**Supplied records**

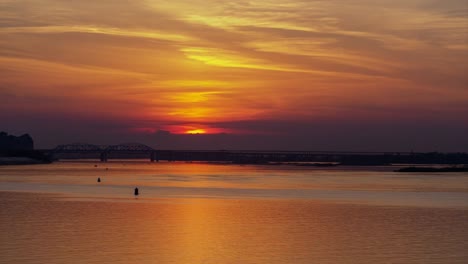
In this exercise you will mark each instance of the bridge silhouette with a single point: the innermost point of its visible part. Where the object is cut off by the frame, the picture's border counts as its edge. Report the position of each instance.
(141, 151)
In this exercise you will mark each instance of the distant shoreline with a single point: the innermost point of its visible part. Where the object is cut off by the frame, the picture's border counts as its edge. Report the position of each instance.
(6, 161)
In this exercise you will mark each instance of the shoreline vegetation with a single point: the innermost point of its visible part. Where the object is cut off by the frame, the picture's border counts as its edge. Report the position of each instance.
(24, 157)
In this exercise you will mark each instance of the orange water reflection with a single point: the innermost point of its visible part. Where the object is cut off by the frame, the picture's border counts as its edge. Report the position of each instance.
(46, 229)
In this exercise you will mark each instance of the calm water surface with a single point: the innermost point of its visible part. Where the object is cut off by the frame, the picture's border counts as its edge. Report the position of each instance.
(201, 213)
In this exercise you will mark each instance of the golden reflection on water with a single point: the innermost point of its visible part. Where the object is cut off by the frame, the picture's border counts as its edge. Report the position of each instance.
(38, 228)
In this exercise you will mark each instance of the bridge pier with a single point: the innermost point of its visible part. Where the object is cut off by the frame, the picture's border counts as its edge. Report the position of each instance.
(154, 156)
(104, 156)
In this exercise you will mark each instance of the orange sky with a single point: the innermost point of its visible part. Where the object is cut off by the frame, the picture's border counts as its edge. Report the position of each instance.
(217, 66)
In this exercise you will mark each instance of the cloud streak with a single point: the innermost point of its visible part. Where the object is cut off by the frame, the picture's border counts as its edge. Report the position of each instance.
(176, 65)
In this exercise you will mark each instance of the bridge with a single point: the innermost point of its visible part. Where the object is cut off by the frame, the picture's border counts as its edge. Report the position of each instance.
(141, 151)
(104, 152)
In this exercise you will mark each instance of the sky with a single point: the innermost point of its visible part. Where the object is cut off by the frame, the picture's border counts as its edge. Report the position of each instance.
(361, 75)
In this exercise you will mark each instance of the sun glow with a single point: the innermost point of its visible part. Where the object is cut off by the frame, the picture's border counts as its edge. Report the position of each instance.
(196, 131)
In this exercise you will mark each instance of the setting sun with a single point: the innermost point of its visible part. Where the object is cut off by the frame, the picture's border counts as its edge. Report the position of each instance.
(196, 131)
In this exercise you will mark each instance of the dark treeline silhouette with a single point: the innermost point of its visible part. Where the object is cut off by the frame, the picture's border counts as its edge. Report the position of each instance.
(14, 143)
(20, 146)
---
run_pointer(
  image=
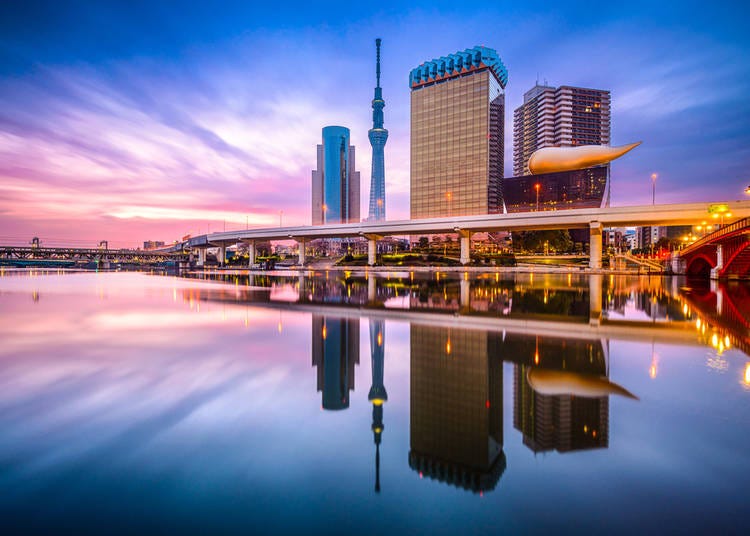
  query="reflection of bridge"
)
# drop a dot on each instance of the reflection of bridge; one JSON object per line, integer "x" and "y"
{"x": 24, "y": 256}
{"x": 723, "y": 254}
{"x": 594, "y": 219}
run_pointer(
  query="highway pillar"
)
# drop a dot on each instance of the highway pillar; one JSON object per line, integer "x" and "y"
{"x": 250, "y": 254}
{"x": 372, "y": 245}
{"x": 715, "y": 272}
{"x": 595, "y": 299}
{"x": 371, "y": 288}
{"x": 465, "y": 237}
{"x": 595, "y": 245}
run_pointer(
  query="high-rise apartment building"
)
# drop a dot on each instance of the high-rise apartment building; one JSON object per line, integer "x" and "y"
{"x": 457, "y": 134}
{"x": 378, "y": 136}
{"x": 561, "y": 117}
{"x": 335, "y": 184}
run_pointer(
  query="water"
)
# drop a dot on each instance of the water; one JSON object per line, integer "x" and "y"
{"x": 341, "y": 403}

**What you should do**
Copy all lines above where "query" is present.

**Response to this exercise**
  query="reflection of bridge"
  query="highway pillar"
  query="high-rise apartment building"
  query="water"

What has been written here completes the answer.